A Trust Deficit
By Chris Cork • Jan 12th, 2010 • Category: Politics • 2 CommentsIt is not often that I get spoken to by unaccompanied adult women travelling on the same bus as myself – it’s just not the done thing. But it happened last week as I travelled to Lahore and was sufficiently significant for me to explore why it was that – sometimes — women felt able to talk to me without prior acquaintance or familial relationship. It came down to trust. What follows may make uncomfortable reading for those of you who are men, for which I make no apology. The conversation with the woman on the bus was sparked by her curiosity – what was a gora doing here in these dangerous days, moreover one who spoke broken Urdu and seemed at home? We exchanged pleasantries and family details for a few minutes and went our separate ways. It was an unremarkable exchange between adults – except that it was not.
This was not the first time such a thing had happened, and it has happened with increasing frequency over the years partly because of these columns – and being recognised. But there was more to it than that and here we edge into the sensitive area of how women are perceived by men in Pakistan – and treated by them — not all, but many. I mentioned the conversation over dinner in the evening with my family members and asked them why they thought it was that women talked to me in this way. ‘Because you are safe’ offered an elderly aunty. ‘Women know they can trust you because you are a gora and will not mistreat them or think bad things of them if they talk to you’, said this fount of elderly wisdom. I pointed out that goras did not have a monopoly on politeness and that I knew plenty of men here who treated women with the appropriate courtesies.

▶ _DATA SUPPLIED_
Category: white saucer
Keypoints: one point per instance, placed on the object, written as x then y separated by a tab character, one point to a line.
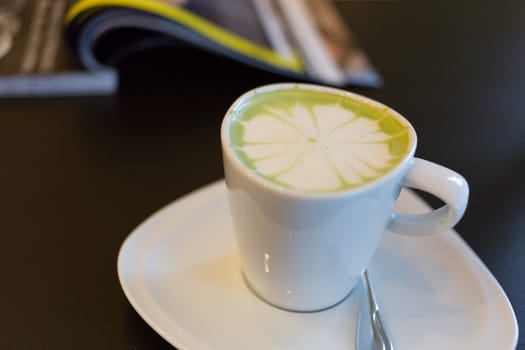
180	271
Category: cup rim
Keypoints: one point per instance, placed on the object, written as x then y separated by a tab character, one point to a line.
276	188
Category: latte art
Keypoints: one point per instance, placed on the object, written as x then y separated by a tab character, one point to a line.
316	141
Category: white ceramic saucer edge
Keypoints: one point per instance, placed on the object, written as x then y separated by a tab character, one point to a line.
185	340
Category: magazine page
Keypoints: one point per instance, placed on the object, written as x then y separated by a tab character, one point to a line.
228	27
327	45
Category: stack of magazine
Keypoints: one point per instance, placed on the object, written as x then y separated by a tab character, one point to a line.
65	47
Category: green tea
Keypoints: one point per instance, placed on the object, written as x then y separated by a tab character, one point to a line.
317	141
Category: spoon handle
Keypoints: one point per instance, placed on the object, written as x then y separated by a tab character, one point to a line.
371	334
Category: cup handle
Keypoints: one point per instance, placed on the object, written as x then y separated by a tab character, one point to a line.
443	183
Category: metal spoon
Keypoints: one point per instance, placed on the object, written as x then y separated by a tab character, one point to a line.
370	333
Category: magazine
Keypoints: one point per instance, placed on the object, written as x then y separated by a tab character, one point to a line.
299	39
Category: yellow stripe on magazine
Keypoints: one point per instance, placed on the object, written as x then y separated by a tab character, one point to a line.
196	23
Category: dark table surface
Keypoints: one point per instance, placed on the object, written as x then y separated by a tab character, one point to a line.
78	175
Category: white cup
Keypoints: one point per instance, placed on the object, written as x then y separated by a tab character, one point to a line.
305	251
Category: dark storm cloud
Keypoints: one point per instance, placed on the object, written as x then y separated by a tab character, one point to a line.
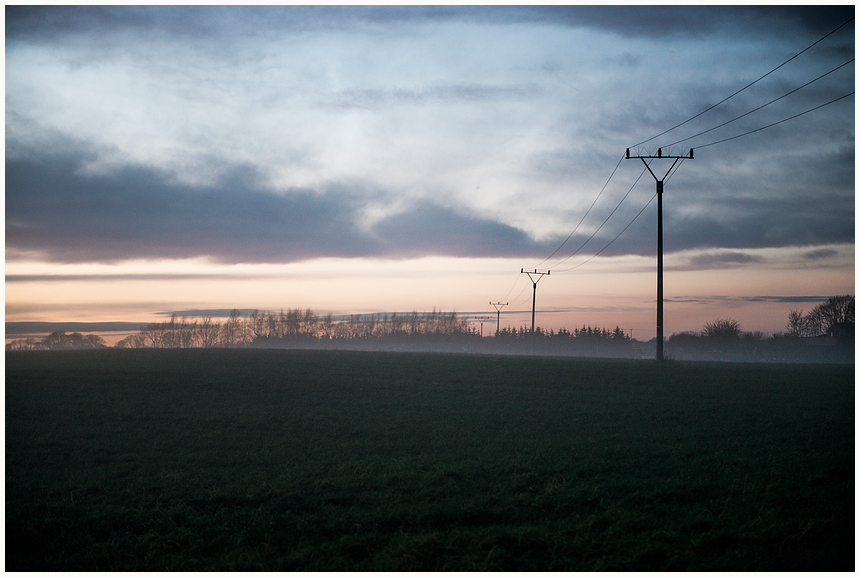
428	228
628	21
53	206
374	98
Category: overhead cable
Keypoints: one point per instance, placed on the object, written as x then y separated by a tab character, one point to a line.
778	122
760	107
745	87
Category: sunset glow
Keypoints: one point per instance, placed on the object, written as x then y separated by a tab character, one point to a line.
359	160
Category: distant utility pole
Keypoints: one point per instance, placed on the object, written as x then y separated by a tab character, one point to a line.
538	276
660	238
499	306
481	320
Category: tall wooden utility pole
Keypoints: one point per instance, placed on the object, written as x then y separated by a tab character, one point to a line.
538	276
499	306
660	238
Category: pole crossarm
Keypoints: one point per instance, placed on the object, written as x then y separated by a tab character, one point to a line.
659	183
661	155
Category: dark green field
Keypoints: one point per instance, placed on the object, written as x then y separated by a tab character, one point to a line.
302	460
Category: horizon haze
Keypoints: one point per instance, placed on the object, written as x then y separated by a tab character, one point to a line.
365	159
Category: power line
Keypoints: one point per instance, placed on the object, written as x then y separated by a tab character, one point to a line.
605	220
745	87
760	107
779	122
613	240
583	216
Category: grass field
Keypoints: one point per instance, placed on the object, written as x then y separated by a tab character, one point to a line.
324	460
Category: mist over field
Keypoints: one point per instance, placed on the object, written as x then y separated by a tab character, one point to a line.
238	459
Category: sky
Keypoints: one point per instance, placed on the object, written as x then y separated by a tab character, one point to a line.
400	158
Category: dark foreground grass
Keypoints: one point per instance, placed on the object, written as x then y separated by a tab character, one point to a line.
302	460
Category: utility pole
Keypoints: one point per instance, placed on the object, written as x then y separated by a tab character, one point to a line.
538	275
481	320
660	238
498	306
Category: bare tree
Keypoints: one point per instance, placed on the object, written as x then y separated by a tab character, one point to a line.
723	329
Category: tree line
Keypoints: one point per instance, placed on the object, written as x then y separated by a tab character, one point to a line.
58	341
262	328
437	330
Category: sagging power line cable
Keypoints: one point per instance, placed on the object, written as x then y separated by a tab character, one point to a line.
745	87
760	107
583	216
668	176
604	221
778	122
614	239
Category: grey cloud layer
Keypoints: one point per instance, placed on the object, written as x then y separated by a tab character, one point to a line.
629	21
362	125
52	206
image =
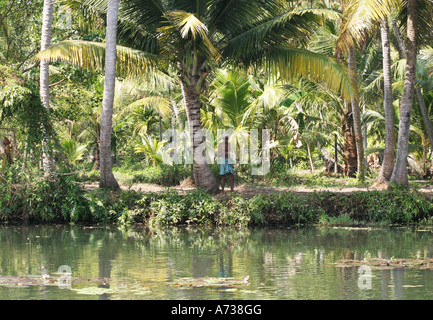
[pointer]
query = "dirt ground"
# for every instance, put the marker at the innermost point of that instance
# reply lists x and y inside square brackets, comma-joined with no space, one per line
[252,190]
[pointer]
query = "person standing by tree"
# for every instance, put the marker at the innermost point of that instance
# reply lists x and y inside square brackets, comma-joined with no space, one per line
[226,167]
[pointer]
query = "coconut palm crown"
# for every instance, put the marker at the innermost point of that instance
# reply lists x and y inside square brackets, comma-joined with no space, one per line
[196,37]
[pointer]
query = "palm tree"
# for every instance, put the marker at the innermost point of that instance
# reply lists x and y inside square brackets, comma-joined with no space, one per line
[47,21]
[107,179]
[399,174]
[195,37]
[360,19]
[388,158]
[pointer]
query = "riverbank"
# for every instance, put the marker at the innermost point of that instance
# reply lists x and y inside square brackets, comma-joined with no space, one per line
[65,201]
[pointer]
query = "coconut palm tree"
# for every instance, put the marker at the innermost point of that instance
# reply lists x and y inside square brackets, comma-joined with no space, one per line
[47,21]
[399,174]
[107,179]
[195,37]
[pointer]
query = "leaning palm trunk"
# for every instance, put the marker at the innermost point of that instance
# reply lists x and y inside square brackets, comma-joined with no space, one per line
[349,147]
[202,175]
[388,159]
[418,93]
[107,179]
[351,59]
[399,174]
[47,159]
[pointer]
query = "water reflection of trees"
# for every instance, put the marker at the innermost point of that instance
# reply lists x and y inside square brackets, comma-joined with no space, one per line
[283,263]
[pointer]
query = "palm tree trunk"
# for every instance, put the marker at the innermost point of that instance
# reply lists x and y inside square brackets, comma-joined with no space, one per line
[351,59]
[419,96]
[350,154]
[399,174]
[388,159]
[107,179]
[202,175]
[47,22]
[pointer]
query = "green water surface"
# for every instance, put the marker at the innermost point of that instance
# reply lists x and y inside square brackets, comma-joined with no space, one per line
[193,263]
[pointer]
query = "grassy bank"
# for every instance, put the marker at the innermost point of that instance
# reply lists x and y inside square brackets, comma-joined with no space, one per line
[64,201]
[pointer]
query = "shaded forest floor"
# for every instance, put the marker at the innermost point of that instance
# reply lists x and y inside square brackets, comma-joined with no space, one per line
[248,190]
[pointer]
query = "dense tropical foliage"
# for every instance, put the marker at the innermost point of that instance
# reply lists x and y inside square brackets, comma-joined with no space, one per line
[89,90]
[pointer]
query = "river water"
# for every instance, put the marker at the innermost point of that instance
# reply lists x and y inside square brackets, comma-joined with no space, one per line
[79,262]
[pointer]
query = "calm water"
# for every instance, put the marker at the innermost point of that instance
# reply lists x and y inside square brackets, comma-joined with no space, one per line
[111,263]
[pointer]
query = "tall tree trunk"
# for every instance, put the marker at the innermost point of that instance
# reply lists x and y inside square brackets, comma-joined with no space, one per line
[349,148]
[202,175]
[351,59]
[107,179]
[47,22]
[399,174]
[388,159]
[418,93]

▶ _ACTIONS TO TAKE_
• 1. In the piece on trust, what reason does the elderly aunt give for women talking to the writer? Answer in one to three sentences.
• 2. Pick up the piece on trust after its final sentence and write the next part.
The data has no connection to the text.

▶ _PER-TASK OUTPUTS_
• 1. The aunt says women talk to the writer because the writer is safe. As a gora, the writer will not mistreat them or think bad things of them for talking, so they know they can trust the writer.

• 2.
The conversation was joined – in sign language – by our oldest foster-child here on a visit. She is twenty now, educated and independently minded. She is without speech or hearing but the rest of her senses are acute. ‘They look through your clothes’, she signed. It took me a second or two to decode what she had said and I translated for those who did not sign. There were nods from the women around the table, and muttered agreement from the men.
Sharing this perception later with several men and women I know and work with there was a remarkable congruity in their opinion, and it matched that of my family members. Men (not all men I have to stress) are perceived to see women disrespectfully, as sexual objects first and as women and societal members secondarily. Goras, it seems, are thought to see women differently, not to view them in a predatory way and therefore ‘safe’. It is safe because the men around will know while observing an interaction between a gora man and a woman that it is less likely that anything untoward or ungentlemanly in going on in the mind of the gora thus engaged. Women will be aware of this (not always accurate) perception of safety and proceed accordingly.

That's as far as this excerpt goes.